Work instructions.
1 – In the mailing-list thread on DNS over HTTP, what did ISC experiment with during the "Summer of Fear"?
2 – Extend the mailing-list thread on DNS over HTTP, picking up right after its final line.
** begin Passage **
[dns-operations] A dns-proxy for DNS over HTTP(s)

Frank Bulk frnkblk at iname.com
Tue Sep 1 03:00:04 UTC 2015


Shane,

Thanks for the reminder -- I had forgotten about that.  Isn't there a DNS
client component to this, too?  If the client made a request to the main IP
address, how would it know to shift to per-client IPv6 address?

Frank

-----Original Message-----
From: Shane Kerr [mailto:shane at time-travellers.org] 
Sent: Monday, August 31, 2015 1:04 AM
To: Frank Bulk <frnkblk at iname.com>
Cc: dns-operations at dns-oarc.net
Subject: Re: [dns-operations] A dns-proxy for DNS over HTTP(s)

Frank,

If I recall correctly ISC did some experimentation about using
unique IPv6 addresses as part of the anti-Kaminsky hardening during the
"Summer of Fear". I think that they discovered that it was impractical,
although I don't know the reasons.

My guess would probably be that OS have not really optimized to add &
remove addresses at high speeds. Possibly a server could allocate a few
hundred addresses at startup for this purpose though?

Cheers,

--
Shane

On Sun, 30 Aug 2015 00:32:29 -0500
"Frank Bulk" <frnkblk at iname.com> wrote:

> Perhaps with IPv6 a client could be given a unique address with which to
> speak to a DNS server ... that could be part of the cookie.
> 
> Frank
> 
> -----Original Message-----
> From: dns-operations [mailto:dns-operations-bounces at dns-oarc.net] On
Behalf
> Of Mark Delany
> Sent: Wednesday, August 26, 2015 4:18 PM
> To: dns-operations at dns-oarc.net; dns-operations
> <dns-operations at dns-oarc.net>
> Subject: Re: [dns-operations] A dns-proxy for DNS over HTTP(s)
> 
> On 26Aug15, Paul Vixie allegedly wrote:
> 
> > >> DNS server scale to million of requests per second on normal hardware
> > >> I have not yet heard of a web server scaling to that.
> > >
> > > Concur 100%.
> 
> > my laptop can do thousands of dns-over-http queries per second between
> 
> > i'm not recommending this. i don't like state.
** end Passage **
** begin Data records **
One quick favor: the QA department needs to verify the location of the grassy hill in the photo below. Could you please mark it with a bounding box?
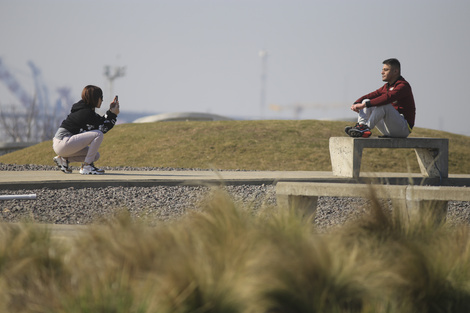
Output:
[0,120,470,174]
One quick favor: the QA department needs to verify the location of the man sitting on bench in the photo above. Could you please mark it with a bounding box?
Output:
[344,59,416,138]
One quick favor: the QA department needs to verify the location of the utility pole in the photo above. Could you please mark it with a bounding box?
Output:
[259,50,268,119]
[104,65,126,102]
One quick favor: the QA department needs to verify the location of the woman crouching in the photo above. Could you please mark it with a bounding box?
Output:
[52,85,119,175]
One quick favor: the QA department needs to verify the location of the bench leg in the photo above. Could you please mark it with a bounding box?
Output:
[330,137,362,178]
[277,195,318,216]
[406,200,448,225]
[415,149,449,178]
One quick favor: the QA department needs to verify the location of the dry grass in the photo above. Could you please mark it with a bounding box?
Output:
[0,120,470,174]
[0,191,470,313]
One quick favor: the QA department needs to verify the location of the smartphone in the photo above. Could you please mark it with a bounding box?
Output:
[110,95,118,108]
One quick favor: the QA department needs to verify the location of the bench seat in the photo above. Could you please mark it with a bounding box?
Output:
[276,182,470,218]
[329,137,449,178]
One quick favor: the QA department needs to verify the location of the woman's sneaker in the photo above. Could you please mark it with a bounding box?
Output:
[80,163,104,175]
[53,156,72,174]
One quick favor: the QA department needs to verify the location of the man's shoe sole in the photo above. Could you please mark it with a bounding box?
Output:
[348,128,372,138]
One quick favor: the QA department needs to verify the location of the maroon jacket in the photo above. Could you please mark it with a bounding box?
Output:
[354,76,416,128]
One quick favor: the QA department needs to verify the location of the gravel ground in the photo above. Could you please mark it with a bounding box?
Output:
[0,163,470,229]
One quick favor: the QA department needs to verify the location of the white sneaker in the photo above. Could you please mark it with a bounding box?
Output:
[53,155,72,174]
[80,163,104,175]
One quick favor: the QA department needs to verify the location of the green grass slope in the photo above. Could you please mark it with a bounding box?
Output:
[0,120,470,174]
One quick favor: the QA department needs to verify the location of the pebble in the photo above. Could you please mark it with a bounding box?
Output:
[0,163,470,229]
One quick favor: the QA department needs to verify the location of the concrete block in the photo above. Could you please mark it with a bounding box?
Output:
[329,137,449,178]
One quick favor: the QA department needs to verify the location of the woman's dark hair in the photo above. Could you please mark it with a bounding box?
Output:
[82,85,103,108]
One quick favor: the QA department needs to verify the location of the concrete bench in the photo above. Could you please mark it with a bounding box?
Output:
[276,182,470,219]
[330,137,449,178]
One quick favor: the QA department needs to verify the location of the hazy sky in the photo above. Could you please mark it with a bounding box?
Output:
[0,0,470,135]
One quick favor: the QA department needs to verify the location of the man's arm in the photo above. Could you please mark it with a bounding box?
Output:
[369,82,411,106]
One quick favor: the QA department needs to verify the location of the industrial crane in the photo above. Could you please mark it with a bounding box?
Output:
[0,58,72,142]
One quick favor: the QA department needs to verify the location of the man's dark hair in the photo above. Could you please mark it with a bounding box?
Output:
[382,58,401,73]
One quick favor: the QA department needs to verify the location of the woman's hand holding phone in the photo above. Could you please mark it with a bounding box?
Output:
[109,96,119,115]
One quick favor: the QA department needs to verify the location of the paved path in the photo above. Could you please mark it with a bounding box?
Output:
[0,171,470,192]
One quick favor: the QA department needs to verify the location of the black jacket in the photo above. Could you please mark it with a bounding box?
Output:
[60,100,117,135]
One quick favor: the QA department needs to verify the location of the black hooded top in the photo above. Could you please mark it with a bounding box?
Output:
[60,100,117,135]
** end Data records **
Written responses.
1 – Using unique IPv6 addresses as part of the anti-Kaminsky hardening.

2 –
> 
> Well, some sort of state is needed. The question is, what sort is
> best.
> 
> Consider: a completely idle TCP session can be expressed in a 100 byte
> tuple: 2 * (ip:port, seq:wsize, options, fudge). With appropriate OS
> support a DNS server could "collapse" the kernel and user memory cost
> of an idle socket then revivify it hours or days later when the next
> TCP packet comes in that matches the tuple.
> 
> In essence the TCP-tuple is a server-side cookie that provides enough
> information for the kernel to re-instantiate socket buffers, sequence
> numbers, timers and the like.
> 
> OS support requires three parts: 1) Collapse an idle socket to a tuple
> 2) Revivify a socket from a tuple and 3) present candidate inbound TCP
> packets that may match a tuple. (Matching could be done in an app or
> the kernel, actually.)
> 
> The instantiation cost has to be much cheaper than a full TCP setup
> and of course there is no need for a 3-way handshake.
> 
> Over time a smart auth server could profile clients to categorize them
> into keep-active, collapse and dont-bother buckets to further optimize
> state costs.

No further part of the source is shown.